--- TASK DIRECTIONS ---
Carry on the forum thread about counting letter distributions with combinations, beginning right after its last sentence.

··· PAGE

Author’s solution can be found above.
Tester’s solution can be found above.

1 Like

Here’s a much simpler solution . Think of it like this -

You have M balls and you have to distribute them into n boxes such that each box gets atleast one ball. What is the number of ways you can do this ? After a bit of thinking you will come up with an answer as C(M-1,N-1). (Here C(a,b) represents number of Combinations of a items taken b at a time.)

Example-

5 2 1 2 1

babababa

Now relate this problem with the above Contest Problem .

So in the string G (in the example provided above) you have 4 places where there is ‘a’ and you have 5 ‘a’ in your hand to distribute them . Thus 5 ‘a’ has to be distributed among 4 places such that each place has atleast 1 ‘a’ . In how many ways can you do this ? C(5-1,4-1) = C(4,3)

Similarly find for e,i,o,u and take their product . Remember to Keep the Mod.

······
··· ENTRIES PROVIDED

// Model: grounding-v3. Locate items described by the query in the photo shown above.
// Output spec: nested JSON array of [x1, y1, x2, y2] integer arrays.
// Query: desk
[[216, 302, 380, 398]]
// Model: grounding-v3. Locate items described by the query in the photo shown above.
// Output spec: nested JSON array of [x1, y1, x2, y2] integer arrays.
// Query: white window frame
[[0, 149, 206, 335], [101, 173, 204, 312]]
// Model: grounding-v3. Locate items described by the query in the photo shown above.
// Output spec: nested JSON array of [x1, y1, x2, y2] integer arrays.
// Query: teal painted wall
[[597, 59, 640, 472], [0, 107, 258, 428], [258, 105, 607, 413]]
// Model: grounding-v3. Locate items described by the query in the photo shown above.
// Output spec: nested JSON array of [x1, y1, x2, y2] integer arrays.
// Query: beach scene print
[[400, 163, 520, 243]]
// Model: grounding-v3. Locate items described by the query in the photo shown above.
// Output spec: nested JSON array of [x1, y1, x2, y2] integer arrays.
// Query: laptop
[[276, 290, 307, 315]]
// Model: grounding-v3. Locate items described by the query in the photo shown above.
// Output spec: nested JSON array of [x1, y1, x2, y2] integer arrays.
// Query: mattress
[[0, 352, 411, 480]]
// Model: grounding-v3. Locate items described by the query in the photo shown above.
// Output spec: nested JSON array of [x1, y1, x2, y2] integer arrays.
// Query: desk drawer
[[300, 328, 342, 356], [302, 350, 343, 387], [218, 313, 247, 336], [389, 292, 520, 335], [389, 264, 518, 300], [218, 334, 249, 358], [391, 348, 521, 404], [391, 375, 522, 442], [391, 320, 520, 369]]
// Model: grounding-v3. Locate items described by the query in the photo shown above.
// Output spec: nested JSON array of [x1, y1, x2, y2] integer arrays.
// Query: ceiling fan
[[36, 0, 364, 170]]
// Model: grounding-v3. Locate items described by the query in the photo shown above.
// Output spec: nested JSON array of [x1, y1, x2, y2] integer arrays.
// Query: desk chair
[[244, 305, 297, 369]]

······

--- IN RESPONSE ---
Edge
But what if you have M balls and no places to keep it … for this nothing is to be multiplied with the product. i.e. you dont need to find C(M-1,0) coz it will be 1
If the number of places is 1 and the number of balls is also 1 ? in this case also you dont need to find the number of combinations as it will be 1 only . i.e. C(1,1)=1

So you only need to C(a,b) for this whose a>=1 && b>=2 .

(This has been done to reduce the number of computations).

Here is My solution - https://www.codechef.com/viewsolution/15142052

If you like my Solution, Give a THUMBS UP.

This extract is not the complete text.